* _WHAT IS BEING ASKED_: Replace "zip-up jacket" with "hooded jacket" throughout the records below, leaving everything else unchanged. Omit the pictures from your answer.

* _Object outline annotations_:
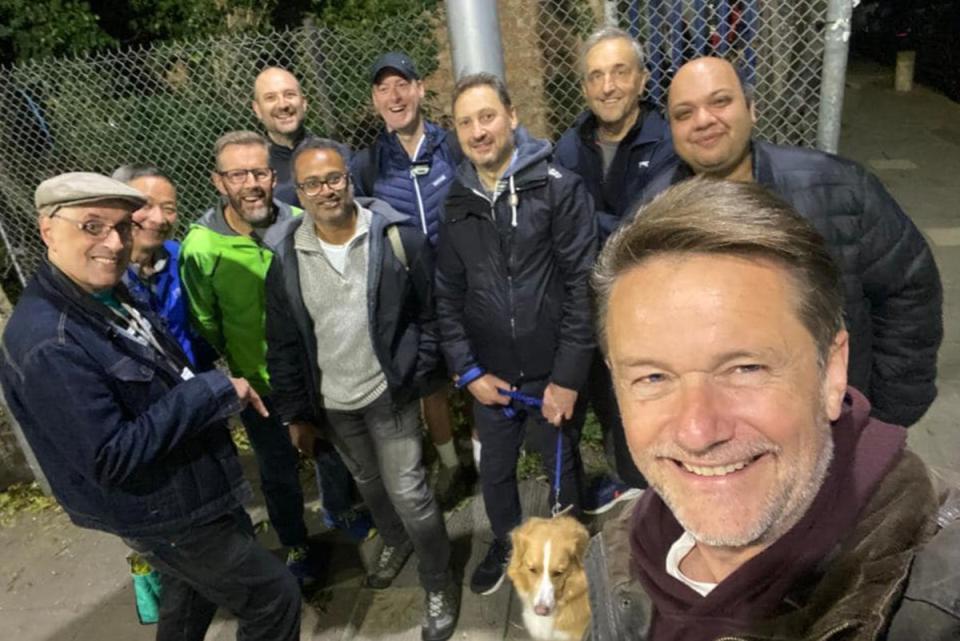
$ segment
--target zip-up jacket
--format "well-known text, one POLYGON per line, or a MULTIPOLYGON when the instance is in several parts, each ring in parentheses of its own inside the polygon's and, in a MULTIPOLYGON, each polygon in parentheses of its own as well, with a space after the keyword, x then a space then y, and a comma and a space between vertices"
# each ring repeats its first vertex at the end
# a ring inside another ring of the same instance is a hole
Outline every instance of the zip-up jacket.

* _THE OUTPUT_:
$ segment
--target hooded jacket
--format "well-known text, one POLYGON per line, or a MULTIPOLYGON when the instance is in several parts, each ring in parentheses of its own inside the polygon's and, in a MULTIPOLYGON, each polygon in parentheses of its own as well, with a space after the keyword, x then a space then y, and a comma and a space between vertices"
# each ring repeats its first vertex at the end
# a ring inside another ring of the same instance is a hole
Outline every instance of the hooded jacket.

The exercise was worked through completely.